» LISTING
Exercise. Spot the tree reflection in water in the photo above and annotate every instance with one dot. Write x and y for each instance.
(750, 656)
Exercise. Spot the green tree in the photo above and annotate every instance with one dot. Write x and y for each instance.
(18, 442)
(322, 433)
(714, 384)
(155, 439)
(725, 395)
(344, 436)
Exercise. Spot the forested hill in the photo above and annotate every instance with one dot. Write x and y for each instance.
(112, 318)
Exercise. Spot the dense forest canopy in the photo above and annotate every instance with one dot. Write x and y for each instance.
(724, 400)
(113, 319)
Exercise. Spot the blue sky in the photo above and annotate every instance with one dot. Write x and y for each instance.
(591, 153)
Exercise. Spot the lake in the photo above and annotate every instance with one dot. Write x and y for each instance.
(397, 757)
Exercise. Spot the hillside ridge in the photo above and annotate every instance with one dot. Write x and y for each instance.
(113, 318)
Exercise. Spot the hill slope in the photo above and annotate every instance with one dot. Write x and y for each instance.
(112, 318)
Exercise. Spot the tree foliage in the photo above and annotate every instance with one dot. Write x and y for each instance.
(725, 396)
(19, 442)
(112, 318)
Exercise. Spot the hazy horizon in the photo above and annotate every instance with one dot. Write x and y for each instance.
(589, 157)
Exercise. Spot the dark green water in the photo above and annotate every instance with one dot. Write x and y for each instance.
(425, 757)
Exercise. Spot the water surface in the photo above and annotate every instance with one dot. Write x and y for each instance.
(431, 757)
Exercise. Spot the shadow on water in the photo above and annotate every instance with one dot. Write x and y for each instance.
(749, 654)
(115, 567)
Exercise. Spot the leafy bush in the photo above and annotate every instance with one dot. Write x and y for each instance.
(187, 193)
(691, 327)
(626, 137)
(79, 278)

---

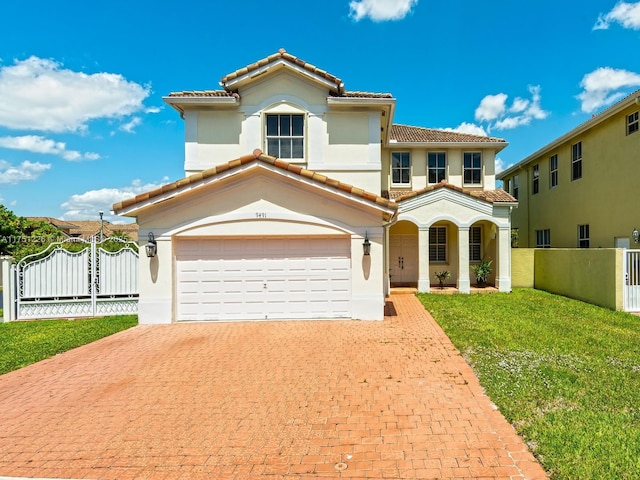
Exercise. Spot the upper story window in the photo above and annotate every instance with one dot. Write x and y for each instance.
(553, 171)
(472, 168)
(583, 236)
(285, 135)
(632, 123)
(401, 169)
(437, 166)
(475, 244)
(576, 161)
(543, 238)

...

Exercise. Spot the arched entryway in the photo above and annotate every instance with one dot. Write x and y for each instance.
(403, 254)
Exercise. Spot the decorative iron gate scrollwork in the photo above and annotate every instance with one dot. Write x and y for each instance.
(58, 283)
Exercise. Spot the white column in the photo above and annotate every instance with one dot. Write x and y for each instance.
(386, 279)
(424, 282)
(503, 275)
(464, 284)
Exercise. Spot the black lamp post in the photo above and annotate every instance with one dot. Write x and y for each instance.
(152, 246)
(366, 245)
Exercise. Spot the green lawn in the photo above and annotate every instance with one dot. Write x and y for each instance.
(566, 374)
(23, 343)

» DESCRIPTION OF THE TASK
Show every line in the rows above that contains the word "tree", copying each one in full.

» FINISHED EXERCISE
Exercise. Spot the tree reflection in water in the photo above and annotate every instance with one dot. Write x and y for each instance.
Exercise. Spot the green tree in the photo above and annotate every instance with one dot. Write x and y for each instance.
Exercise. Spot the tree foliage in the photo above and annotate every instance with one dot. Write x and y for each instance.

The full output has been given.